### TASK
Write the next part of the news article on the NHS and social care funding, starting after its final sentence.

### TEXT EXCERPT

Osborne tells NHS to support social care

  • 20 October 2010

George Osbourne George Osbourne
Picture: M. Holland

The NHS will be expected to support social care as council budgets are slashed, Chancellor George Osborne announced this lunchtime.

Delivering his spending review statement to the House of Commons, Osborne said the NHS capital budget would be raided so £1 billion a year could be spent on joint working with social care services.

Grants to councils for social care will also increase by £1 billion a year by the end of the four year spending review period.

Overall, council grants will be cut by 7.1% a year for each of the four years of the spending review, but Osborne said local authorities would be given more flexibility in how to spend the money, with only school and public health funding being ring-fenced.

NHS chief executive Sir David Nicholson predicted at this year’s NHS Confederation conference that the NHS would be expected to "expand" to take in social care services put under pressure by the government’s determination to make public sector cuts quickly.

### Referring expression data
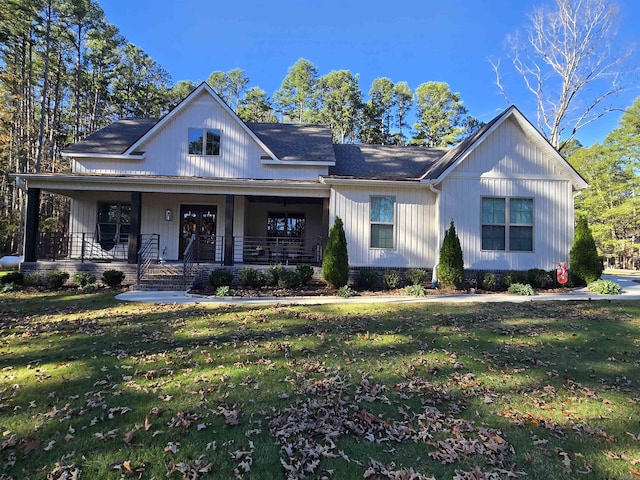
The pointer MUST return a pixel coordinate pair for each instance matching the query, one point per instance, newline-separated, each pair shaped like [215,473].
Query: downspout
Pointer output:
[434,275]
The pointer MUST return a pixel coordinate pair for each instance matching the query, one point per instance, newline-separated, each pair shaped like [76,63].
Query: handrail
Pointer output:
[149,253]
[189,257]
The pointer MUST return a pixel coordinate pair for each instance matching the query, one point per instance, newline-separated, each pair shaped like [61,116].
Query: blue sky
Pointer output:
[410,40]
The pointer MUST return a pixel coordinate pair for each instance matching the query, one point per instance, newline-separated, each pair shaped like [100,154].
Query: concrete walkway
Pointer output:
[629,283]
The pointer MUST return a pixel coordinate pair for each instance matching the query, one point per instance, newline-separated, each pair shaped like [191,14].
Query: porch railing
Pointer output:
[148,255]
[274,250]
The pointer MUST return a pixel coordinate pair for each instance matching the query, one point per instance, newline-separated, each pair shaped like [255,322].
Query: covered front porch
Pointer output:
[261,224]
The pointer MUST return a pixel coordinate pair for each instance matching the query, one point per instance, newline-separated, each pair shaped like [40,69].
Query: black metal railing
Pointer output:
[272,250]
[148,255]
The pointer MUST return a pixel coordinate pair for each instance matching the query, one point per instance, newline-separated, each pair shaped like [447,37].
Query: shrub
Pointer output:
[220,277]
[583,258]
[305,272]
[31,279]
[12,277]
[82,279]
[538,278]
[390,279]
[252,278]
[345,291]
[415,291]
[606,287]
[367,278]
[451,264]
[335,264]
[274,273]
[113,278]
[10,287]
[488,281]
[56,278]
[416,276]
[521,289]
[514,276]
[289,279]
[223,291]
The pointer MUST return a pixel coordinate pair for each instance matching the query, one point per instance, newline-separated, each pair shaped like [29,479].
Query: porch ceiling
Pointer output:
[66,183]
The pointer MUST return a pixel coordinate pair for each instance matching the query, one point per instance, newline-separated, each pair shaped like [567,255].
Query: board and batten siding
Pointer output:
[415,229]
[167,151]
[508,164]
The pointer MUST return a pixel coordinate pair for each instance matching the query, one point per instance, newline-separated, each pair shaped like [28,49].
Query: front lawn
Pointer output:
[94,388]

### OUTPUT FOR THIS TASK
The NHS white paper, ‘Equity and excellence: Liberating the NHS’ also called for more joint working with social services, while giving new roles to local authorities to promote public health.

Osborne confirmed that the NHS would receive “real increases” in funding. It later emerged that health service funding will rise from £103.8 billion in the current financial year to £114.4 billion in 2014-15. 

This is an increase of 10.2% over the period, or around 0.4% a year in real terms. The NHS will also be expected to find efficiency savings of £20 billion by 2014 and increase productivity.

The savings will come on top of the savings that have already been demanded from the health service, which include £1.3 billion cuts to the National Programme for IT in the NHS, which is now an £11.4 billion programme rather than a £12.7 billion one.

Osborne said extra funding was needed to cope with an ageing population, but listed a number of priorities for investment, including the new cancer drugs fund, new hospitals, and research, particularly into dementia.

He told the Commons that reform of public services was one of the principles underlying the spending review, along with “fairness.”

“There is nothing fair about burdening future generations with debts that we are not prepared to pay,” he said. “That is why we are restoring order to our public finances.”

He also claimed that, overall, those on higher incomes would contribute more than those on lower incomes, when both their financial contribution and their use of public services was taken into account.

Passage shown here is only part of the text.